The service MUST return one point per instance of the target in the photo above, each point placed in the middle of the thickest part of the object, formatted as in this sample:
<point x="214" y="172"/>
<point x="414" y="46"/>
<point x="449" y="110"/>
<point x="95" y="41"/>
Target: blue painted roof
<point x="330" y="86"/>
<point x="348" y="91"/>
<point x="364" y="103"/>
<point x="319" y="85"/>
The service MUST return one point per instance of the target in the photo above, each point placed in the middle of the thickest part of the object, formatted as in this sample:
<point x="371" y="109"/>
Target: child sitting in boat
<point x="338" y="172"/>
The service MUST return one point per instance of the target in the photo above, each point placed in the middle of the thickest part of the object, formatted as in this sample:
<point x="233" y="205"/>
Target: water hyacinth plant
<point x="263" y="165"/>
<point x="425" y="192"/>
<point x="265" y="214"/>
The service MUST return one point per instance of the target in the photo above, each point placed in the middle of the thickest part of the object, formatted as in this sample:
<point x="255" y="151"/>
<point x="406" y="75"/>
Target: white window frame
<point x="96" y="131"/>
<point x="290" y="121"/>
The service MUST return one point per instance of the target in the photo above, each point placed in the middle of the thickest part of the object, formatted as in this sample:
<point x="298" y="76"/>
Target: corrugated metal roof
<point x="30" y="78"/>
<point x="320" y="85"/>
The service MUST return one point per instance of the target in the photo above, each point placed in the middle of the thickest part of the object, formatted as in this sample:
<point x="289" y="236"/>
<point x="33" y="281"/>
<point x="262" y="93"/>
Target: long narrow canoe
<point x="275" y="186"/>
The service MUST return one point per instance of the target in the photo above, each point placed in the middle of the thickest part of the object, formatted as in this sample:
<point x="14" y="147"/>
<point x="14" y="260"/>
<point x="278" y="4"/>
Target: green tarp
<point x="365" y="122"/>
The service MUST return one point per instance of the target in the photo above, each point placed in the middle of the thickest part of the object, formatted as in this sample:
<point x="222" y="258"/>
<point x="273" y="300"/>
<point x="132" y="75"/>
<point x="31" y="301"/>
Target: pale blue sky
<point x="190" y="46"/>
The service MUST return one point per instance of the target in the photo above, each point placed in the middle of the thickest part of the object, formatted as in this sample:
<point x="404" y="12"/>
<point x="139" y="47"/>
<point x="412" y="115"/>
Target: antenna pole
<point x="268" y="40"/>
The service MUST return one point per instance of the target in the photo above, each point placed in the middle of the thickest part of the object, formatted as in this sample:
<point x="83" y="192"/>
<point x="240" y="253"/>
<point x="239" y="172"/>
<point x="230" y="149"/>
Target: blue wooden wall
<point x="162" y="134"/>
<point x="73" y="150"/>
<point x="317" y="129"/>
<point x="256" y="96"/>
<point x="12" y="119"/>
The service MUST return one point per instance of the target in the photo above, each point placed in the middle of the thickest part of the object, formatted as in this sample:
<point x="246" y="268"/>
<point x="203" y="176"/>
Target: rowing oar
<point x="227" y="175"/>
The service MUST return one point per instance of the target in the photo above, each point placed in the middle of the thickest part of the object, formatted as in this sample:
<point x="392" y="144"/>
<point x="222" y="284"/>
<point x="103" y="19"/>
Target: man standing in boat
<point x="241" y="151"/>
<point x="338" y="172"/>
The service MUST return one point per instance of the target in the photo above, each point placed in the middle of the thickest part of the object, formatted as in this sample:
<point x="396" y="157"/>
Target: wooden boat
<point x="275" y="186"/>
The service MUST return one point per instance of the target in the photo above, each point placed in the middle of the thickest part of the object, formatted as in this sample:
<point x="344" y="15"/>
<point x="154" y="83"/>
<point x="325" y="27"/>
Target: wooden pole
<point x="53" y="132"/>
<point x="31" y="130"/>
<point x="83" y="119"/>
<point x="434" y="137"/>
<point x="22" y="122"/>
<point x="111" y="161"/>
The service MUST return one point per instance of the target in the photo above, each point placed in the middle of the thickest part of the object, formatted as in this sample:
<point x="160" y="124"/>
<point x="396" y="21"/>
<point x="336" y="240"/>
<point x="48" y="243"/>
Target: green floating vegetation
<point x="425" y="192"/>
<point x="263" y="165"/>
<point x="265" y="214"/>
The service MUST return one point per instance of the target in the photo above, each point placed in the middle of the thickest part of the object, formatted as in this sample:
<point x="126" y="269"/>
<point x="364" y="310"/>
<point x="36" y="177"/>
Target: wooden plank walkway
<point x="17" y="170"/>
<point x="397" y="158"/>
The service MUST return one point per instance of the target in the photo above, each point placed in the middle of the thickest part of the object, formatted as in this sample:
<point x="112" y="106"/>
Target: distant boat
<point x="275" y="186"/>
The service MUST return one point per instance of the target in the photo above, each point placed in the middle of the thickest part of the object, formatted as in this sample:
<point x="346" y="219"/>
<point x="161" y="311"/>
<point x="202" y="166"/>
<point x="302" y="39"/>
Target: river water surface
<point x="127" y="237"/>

########################################

Exact copies of all the lines above are required.

| Written solution |
The service MUST return one point per instance of the target in the photo above, each point placed in the middle of the thickest part of the object, formatted as in this sample:
<point x="214" y="172"/>
<point x="414" y="46"/>
<point x="449" y="110"/>
<point x="95" y="41"/>
Target: blue painted roof
<point x="330" y="86"/>
<point x="348" y="91"/>
<point x="364" y="103"/>
<point x="319" y="85"/>
The service MUST return one point per instance of the target in the photo above, each point placed in the middle of the thickest part of the object, formatted as in this sample:
<point x="371" y="109"/>
Target: child sitting in boat
<point x="338" y="172"/>
The service MUST return one point per instance of the target in the photo above, each point placed in the middle of the thickest part of the object, formatted as in this sample:
<point x="233" y="205"/>
Target: water hyacinth plant
<point x="263" y="165"/>
<point x="425" y="192"/>
<point x="265" y="214"/>
The service MUST return one point per instance of the target in the photo above, each point placed in the middle of the thickest part of the object, formatted as in this sample:
<point x="255" y="151"/>
<point x="406" y="75"/>
Target: white window frame
<point x="96" y="131"/>
<point x="290" y="121"/>
The service MUST return one point per instance of the target in the photo above, each point placed in the middle of the thickest part of the object, formatted as in this sample:
<point x="298" y="76"/>
Target: corrugated metal roof
<point x="30" y="78"/>
<point x="320" y="85"/>
The service MUST return one point per instance of the target in the photo above, each point placed in the middle of the thickest part of the object, formatted as in this sample:
<point x="289" y="236"/>
<point x="33" y="281"/>
<point x="262" y="93"/>
Target: long narrow canoe
<point x="275" y="186"/>
The service MUST return one point per instance of the target in the photo above, each point placed in the middle of the thickest part of the object, formatted as in this sample:
<point x="14" y="147"/>
<point x="14" y="260"/>
<point x="278" y="4"/>
Target: green tarp
<point x="365" y="122"/>
The service MUST return one point per instance of the target in the photo above, each point placed in the middle of the thickest part of the object, formatted as in this sample:
<point x="222" y="258"/>
<point x="273" y="300"/>
<point x="132" y="75"/>
<point x="31" y="301"/>
Target: pale blue sky
<point x="190" y="46"/>
The service MUST return one point per instance of the target in the photo above, each point placed in the middle of the thickest part of the object, formatted as in this sample:
<point x="404" y="12"/>
<point x="139" y="47"/>
<point x="412" y="115"/>
Target: antenna pole
<point x="268" y="40"/>
The service MUST return one point per instance of the target in the photo above, each point placed in the middle of the thickest part of the object, formatted as in this sample:
<point x="83" y="192"/>
<point x="240" y="253"/>
<point x="239" y="172"/>
<point x="230" y="149"/>
Target: blue wooden wall
<point x="162" y="134"/>
<point x="73" y="150"/>
<point x="317" y="129"/>
<point x="256" y="96"/>
<point x="12" y="119"/>
The service MUST return one point per instance of the target in the photo above, each point placed in the middle of the thickest part of the object, formatted as in this sample:
<point x="246" y="268"/>
<point x="203" y="176"/>
Target: rowing oar
<point x="227" y="175"/>
The service MUST return one point per instance of the target in the photo above, each point placed in the middle of the thickest part of the object, formatted as in this sample:
<point x="392" y="144"/>
<point x="222" y="284"/>
<point x="103" y="19"/>
Target: man standing in boat
<point x="241" y="151"/>
<point x="338" y="172"/>
The service MUST return one point per instance of the target in the photo above, each point placed in the middle of the thickest part of the object, formatted as in this sample:
<point x="396" y="157"/>
Target: wooden boat
<point x="275" y="186"/>
The service MUST return one point per instance of the target in the photo above, each point placed in the middle of the thickest part of the object, formatted as in this sample:
<point x="344" y="15"/>
<point x="154" y="83"/>
<point x="325" y="27"/>
Target: wooden pole
<point x="53" y="132"/>
<point x="31" y="130"/>
<point x="83" y="119"/>
<point x="434" y="137"/>
<point x="22" y="122"/>
<point x="111" y="161"/>
The service MUST return one point per instance of the target in the photo above, each point placed in the middle of the thickest part of the object, formatted as in this sample:
<point x="160" y="124"/>
<point x="396" y="21"/>
<point x="336" y="240"/>
<point x="48" y="243"/>
Target: green floating vegetation
<point x="425" y="192"/>
<point x="263" y="165"/>
<point x="265" y="214"/>
The service MUST return one point per instance of the target in the photo above, each point placed in the middle of the thickest part of the object, formatted as in this sample:
<point x="126" y="269"/>
<point x="364" y="310"/>
<point x="36" y="177"/>
Target: wooden plank walkway
<point x="17" y="170"/>
<point x="397" y="158"/>
The service MUST return one point per instance of the target in the photo above, each point placed in the middle of the thickest part of the object, formatted as in this sample:
<point x="112" y="106"/>
Target: distant boat
<point x="275" y="186"/>
The service MUST return one point per instance of the target in the photo above, each point placed in the middle of the thickest part of the object, formatted as in this sample:
<point x="346" y="219"/>
<point x="161" y="311"/>
<point x="202" y="166"/>
<point x="302" y="39"/>
Target: river water surface
<point x="127" y="237"/>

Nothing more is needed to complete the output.